Print all entries word for word.

======

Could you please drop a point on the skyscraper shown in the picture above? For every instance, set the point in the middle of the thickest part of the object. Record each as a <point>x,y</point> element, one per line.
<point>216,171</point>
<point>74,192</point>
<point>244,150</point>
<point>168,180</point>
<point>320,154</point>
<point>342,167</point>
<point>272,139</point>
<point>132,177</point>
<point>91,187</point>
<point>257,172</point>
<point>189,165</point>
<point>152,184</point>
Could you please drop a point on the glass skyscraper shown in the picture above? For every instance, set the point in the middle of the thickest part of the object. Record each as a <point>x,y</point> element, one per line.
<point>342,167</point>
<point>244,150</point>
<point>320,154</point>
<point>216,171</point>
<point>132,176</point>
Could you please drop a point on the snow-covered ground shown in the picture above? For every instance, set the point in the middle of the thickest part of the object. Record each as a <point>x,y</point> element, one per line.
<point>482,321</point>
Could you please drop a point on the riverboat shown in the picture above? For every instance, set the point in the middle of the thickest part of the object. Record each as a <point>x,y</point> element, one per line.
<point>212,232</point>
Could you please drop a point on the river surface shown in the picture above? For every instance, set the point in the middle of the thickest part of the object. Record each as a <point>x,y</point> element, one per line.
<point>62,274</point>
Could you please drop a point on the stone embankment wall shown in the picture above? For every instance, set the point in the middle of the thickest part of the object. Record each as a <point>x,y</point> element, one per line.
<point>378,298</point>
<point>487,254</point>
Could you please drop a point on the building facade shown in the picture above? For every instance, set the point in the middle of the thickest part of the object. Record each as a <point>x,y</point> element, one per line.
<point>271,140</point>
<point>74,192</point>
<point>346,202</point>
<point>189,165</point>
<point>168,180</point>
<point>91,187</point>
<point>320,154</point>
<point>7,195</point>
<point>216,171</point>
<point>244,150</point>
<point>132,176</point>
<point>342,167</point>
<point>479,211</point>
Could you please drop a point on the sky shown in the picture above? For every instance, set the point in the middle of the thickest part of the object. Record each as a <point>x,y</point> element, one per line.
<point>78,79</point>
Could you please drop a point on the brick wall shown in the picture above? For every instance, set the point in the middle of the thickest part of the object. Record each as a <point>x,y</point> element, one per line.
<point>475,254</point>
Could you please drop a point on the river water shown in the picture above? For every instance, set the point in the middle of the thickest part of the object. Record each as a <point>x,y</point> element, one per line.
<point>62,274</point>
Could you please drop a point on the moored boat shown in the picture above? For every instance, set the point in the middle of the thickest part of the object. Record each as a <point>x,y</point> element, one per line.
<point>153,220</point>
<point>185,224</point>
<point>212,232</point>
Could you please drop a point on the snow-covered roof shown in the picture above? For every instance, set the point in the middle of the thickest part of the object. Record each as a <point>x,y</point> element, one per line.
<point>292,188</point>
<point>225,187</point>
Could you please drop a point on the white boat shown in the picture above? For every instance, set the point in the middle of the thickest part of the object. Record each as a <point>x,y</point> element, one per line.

======

EXERCISE RESULT:
Could you please drop a point on the skyscraper shown in the picture above? For every instance, set the point in the middle of the thickest part of the object. Record each as a <point>x,y</point> element, one per line.
<point>216,171</point>
<point>74,192</point>
<point>244,150</point>
<point>168,180</point>
<point>320,154</point>
<point>342,167</point>
<point>272,139</point>
<point>132,177</point>
<point>91,187</point>
<point>257,172</point>
<point>189,165</point>
<point>152,184</point>
Could you please drop a point on the glass skyscraper shown in the picture above? For every instance, set the point in the middle of the thickest part of the object. Record each as a <point>x,y</point> element, one per line.
<point>342,167</point>
<point>244,150</point>
<point>320,154</point>
<point>216,171</point>
<point>132,176</point>
Could you please drop a point on the snow-covered ground shown in the picture above? For every instance, set the point in the middle of the thickest part of the object. Record each as a <point>x,y</point> element, one per line.
<point>482,321</point>
Could you please drop a point on the riverboat shown in the picture above? For every instance, set the point in the middle of the thickest part of the object. Record each as a <point>x,y</point> element, one per line.
<point>212,232</point>
Could you please drop a point on the river surface shown in the picture above? For every instance, set the point in the middle of the thickest part of the object. Record each as a <point>x,y</point> element, one per line.
<point>62,274</point>
Could you please drop a point on the stone embankment wall shown in the picture above? For every instance, set the point in the middle of the thickest part of the object. Record each as a <point>x,y</point> element, one per line.
<point>378,298</point>
<point>487,254</point>
Could you please drop a point on the building facade shown in the picture above? For every instance, set the point in the middle of the thickest part of the object. Record each as a <point>x,y</point> element, one per line.
<point>271,140</point>
<point>74,192</point>
<point>346,202</point>
<point>189,165</point>
<point>168,180</point>
<point>91,187</point>
<point>320,154</point>
<point>7,195</point>
<point>216,171</point>
<point>244,150</point>
<point>132,176</point>
<point>342,167</point>
<point>479,211</point>
Could you please drop a point on the sky shown in the picture above? For every instance, set the point in the middle of the thickest part of the object. Record each as a <point>x,y</point> element, one per line.
<point>78,79</point>
Could you please drop a point on the brick wall shown in the picture above? For every instance, set the point in the middle of the thickest part of the object. Record each as a <point>x,y</point> element, one per line.
<point>475,254</point>
Could you please drop a point on the river water shown in the picture above? For every instance, set the point in the middle of the thickest part of the object. Record each as a <point>x,y</point> element, one per line.
<point>62,274</point>
Could you please drop a point on the moored boat shown in the picture above? For every instance, set the point in the middle of the thickest part of the object. Record each as a <point>x,y</point> element, one per line.
<point>153,220</point>
<point>185,224</point>
<point>212,232</point>
Could you please drop a point on the snow-covered roof shown in the picture above? For every instance, set the point in the middle of the thickest part of the object. Record each as a <point>x,y</point> element, one per line.
<point>292,188</point>
<point>225,187</point>
Could you please drop a point on the white boat shown in the picture above? For every instance, set the point in the middle of the thickest part of the object. Record each as a <point>x,y</point> element, one per line.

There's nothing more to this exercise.